▶ Do this
Return the listing word for word, as given.

▶ Exercise input
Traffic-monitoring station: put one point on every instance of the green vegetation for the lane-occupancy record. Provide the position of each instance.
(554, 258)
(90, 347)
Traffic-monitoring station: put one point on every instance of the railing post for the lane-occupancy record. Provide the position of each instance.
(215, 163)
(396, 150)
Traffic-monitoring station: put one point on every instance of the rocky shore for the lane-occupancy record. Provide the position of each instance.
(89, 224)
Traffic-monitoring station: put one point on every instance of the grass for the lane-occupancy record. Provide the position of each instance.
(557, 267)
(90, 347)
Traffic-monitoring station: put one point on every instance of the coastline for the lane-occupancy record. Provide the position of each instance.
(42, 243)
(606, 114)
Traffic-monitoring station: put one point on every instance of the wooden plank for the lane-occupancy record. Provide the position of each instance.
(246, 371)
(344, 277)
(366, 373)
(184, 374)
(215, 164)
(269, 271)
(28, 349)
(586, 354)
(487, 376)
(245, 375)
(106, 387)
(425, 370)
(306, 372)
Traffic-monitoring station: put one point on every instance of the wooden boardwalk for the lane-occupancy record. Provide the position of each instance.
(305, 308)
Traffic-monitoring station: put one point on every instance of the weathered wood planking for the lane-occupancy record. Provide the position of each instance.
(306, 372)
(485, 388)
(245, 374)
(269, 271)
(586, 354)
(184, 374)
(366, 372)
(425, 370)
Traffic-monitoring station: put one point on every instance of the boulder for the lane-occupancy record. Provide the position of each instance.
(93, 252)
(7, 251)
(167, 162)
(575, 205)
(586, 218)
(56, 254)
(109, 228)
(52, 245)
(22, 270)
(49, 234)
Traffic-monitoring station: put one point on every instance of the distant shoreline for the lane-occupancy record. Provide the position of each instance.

▶ Solution to the problem
Traffic-monitoring station: put one point on every instance of the green vegetation for the lane-occupancy record. Provide the position of each instance.
(554, 258)
(90, 347)
Traffic-monitoring station: put one point on every instance of the railing post for the lane-occupancy record. Provide the position of each instance.
(215, 163)
(396, 150)
Traffic-monitoring station: put one point on every instance of the rocky shore for the lane-occupancy record. Provide the position of each instance.
(89, 224)
Traffic-monitoring station: put one point on every instance of the grass for the lane-occupancy record. Provide the position of each instance.
(557, 267)
(90, 347)
Traffic-monitoring station: put one point on every instance of the coastline for the lane-occupancy record. Provide the position of each instance.
(42, 243)
(606, 114)
Traffic-monitoring station: put one point on every instance of the wooden plank for the lane-occupancy record. Provide the position of each instance.
(246, 371)
(344, 277)
(366, 373)
(184, 374)
(215, 164)
(269, 271)
(28, 349)
(586, 354)
(487, 376)
(245, 375)
(106, 387)
(425, 370)
(306, 372)
Traffic-monitoring station: put one point on every instance of the wooden boardwalk for the lane-occupancy record. Provide the position of each instance.
(305, 308)
Traffic-monitoring station: put one point on every instance of the weathered wood planking for the lane-occupancy record. Provide the position of each instance.
(306, 372)
(485, 388)
(245, 374)
(269, 271)
(586, 354)
(184, 374)
(366, 372)
(425, 370)
Traffic-monitoring station: put one point on every instance of the boulder for the lane-occupancy record. Provide the position of each instance.
(93, 252)
(7, 251)
(167, 162)
(575, 205)
(586, 218)
(56, 254)
(109, 228)
(52, 245)
(22, 270)
(49, 234)
Traffic-monitoring station: put one point on every instance of the distant shoreline for the lane-occupancy record. Provide the position of each instance.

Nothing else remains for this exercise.